Written problem = Extract all of the data and reproduce it precisely.

[Labeled-object pointing entries]
#####

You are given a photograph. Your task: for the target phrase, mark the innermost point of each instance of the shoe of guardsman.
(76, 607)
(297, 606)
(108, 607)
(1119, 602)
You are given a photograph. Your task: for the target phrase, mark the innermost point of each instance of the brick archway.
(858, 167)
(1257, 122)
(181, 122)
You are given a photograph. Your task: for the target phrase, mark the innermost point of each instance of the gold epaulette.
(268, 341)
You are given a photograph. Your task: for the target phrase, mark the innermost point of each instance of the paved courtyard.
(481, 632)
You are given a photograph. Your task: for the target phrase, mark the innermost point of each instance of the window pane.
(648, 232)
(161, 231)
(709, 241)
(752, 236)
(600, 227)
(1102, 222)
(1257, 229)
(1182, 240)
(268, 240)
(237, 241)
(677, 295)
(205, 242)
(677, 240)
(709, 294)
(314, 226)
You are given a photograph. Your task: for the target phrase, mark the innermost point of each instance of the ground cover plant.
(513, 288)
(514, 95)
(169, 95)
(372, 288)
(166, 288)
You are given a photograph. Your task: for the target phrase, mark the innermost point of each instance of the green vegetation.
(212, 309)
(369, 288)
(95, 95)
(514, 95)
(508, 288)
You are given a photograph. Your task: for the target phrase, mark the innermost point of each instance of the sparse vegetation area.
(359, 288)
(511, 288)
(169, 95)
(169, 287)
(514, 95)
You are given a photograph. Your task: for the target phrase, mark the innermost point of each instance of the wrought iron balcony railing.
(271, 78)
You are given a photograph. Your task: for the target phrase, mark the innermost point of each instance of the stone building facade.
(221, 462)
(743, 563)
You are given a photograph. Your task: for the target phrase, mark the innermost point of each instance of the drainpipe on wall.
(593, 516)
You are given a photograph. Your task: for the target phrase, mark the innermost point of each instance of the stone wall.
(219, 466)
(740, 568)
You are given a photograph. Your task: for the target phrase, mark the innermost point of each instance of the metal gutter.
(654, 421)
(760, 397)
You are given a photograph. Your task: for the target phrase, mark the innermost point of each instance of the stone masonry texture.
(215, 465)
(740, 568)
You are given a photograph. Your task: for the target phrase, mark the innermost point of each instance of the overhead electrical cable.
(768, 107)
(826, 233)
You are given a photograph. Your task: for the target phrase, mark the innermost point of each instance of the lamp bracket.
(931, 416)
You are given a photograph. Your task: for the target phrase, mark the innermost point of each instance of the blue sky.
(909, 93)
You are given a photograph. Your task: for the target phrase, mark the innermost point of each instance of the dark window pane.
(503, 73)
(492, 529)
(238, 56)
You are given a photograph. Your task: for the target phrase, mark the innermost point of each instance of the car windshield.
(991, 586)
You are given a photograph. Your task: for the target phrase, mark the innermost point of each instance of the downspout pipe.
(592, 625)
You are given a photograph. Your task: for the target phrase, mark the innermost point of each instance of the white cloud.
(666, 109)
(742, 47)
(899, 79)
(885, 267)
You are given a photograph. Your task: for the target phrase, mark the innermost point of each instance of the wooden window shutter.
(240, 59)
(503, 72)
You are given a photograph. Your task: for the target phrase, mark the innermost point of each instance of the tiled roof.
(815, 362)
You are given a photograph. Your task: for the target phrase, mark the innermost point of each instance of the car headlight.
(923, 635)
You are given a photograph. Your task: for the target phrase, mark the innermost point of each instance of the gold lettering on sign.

#####

Written response =
You are given a photograph. Your task: for the target phrase, mark the innermost point of each instance of the shoe of guardsman.
(76, 607)
(297, 606)
(108, 607)
(1119, 602)
You are given a photograph. Your task: for the target phrase, mark the innermost point of each instance of the brick archway.
(858, 167)
(1257, 122)
(181, 122)
You are given a photograph. Your task: for the target phrase, mark the innermost point of each instance of the gold epaulette.
(268, 341)
You are given a photograph. Your task: for the target phrase, mark the innermost point of each instance of the paved courtyard.
(481, 632)
You are given a photograph. Your task: for the target phrase, mark the innermost point of each instance of the window pane.
(648, 232)
(161, 231)
(709, 241)
(752, 236)
(600, 227)
(1102, 222)
(1257, 229)
(1182, 240)
(268, 240)
(237, 241)
(677, 295)
(205, 242)
(677, 240)
(709, 294)
(314, 226)
You are given a photograph. Your task: for the target phrase, mark the innermost point of each instance of the ground cover plant.
(513, 288)
(514, 95)
(169, 95)
(372, 288)
(166, 288)
You are given a photograph. Your task: for the target phrase, mark the innermost point of each instance of the green vegetation.
(212, 309)
(369, 288)
(95, 95)
(514, 95)
(508, 288)
You are given a photograph. Your task: for the target phrase, mark the innermost point of each instance of the sparse vegetation area.
(359, 288)
(511, 288)
(169, 95)
(169, 287)
(514, 95)
You are given a photograph. Your task: for the target phrase, mark the innermost point of each instance of the wrought iron balcony railing.
(271, 78)
You are given a photograph. Your task: for the target phrase, mark the innermost point of each instance of the stone building facade.
(221, 462)
(743, 563)
You are given a photograph. Your task: for the target phrase, mark the innermost point of each instance of the drainpipe on wall.
(593, 516)
You are given a photograph. Your task: for the target phrase, mark the innermost point of each instance of the stone wall.
(219, 466)
(740, 568)
You are given a photograph. Your task: for the target phrase, mark the innermost point of each instance of the metal gutter.
(654, 421)
(760, 397)
You are given a photograph. Your task: for the target phrase, mark the innermost point of each instance of the stone masonry texture.
(215, 465)
(740, 568)
You are given a photograph. Your task: for the target phrase, mark the innermost point of each instance of the overhead electrical cable.
(768, 107)
(826, 233)
You are given a photograph. Your task: for the target phrase, mark the innermost point of each instance of the lamp bracket.
(931, 416)
You are given a photograph. Your task: for the target phrase, mark the innermost point of each instance of the blue sky.
(909, 93)
You are given a photograph. Your task: for the target phrase, mark the innermost point of each instance of the dark window pane.
(503, 73)
(492, 529)
(238, 56)
You are given a photograph. Your task: for the target phrase, mark the innermost point of each instance of the car windshield.
(991, 586)
You are given a photograph. Your task: for the target phrase, mark the innermost point of each instance of the downspout pipe.
(592, 625)
You are given a photograph. Your task: for the target phrase, mark the innermost point of each instance of the white cloud.
(666, 109)
(742, 47)
(899, 79)
(885, 267)
You are given a photograph. Your task: for the target phrase, mark the innermost point of each instance of the wooden window shutter.
(240, 59)
(503, 72)
You are given a photograph. Your task: for the target phrase, mark the innermost point of each instance of the tiled roof.
(815, 362)
You are given a photograph. Your task: for the target phrase, mark the innermost point of each instance of the car headlight.
(923, 635)
You are given a photograph. Your task: for the target phrase, mark the innermost point of each instance of the gold lettering on sign.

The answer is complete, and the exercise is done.